Description of the task:
Pick out every line of the listing below that contains the string "circular", treating uppercase and lowercase letters as distinct, and copy each such line in full.

Provided records:
■ ■ ■ ■
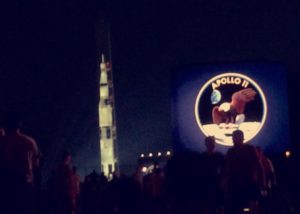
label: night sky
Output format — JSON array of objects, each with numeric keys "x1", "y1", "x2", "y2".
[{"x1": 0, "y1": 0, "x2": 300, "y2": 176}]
■ ■ ■ ■
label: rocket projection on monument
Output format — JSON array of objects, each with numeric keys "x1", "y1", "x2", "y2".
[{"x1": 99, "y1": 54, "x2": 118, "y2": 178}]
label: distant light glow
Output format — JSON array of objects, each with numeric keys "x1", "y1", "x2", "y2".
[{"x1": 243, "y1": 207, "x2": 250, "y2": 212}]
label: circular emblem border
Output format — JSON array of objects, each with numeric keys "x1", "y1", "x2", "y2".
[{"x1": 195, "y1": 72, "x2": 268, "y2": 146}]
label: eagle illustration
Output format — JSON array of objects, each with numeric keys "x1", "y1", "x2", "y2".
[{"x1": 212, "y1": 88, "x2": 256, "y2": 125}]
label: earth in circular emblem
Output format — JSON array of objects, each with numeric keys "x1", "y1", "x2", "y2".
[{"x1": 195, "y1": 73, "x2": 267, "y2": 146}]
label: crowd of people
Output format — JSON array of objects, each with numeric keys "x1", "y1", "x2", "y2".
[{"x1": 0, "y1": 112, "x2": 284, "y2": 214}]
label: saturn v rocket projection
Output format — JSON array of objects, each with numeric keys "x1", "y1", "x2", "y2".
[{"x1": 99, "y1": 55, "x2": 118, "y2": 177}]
■ ■ ■ ■
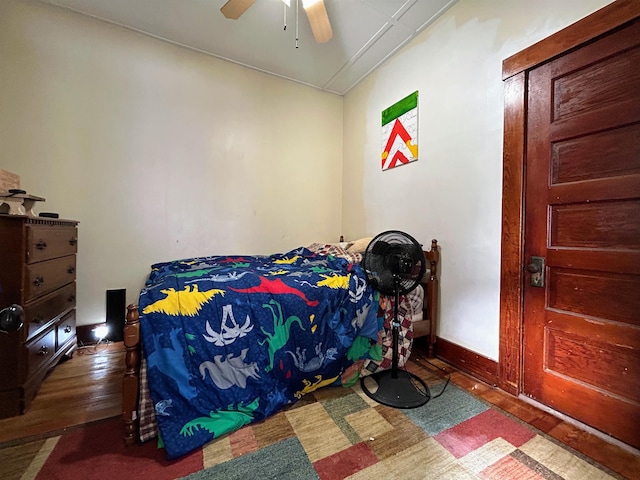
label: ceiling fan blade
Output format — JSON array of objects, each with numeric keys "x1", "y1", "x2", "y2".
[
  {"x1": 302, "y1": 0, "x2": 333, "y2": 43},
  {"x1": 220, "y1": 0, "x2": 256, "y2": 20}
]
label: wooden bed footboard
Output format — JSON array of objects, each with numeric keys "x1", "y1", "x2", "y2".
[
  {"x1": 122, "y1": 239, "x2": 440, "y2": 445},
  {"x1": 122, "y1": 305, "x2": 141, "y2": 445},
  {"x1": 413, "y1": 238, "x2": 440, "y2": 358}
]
■ ■ ■ ■
Solution to this exercise:
label: circular emblem border
label: earth in circular emblem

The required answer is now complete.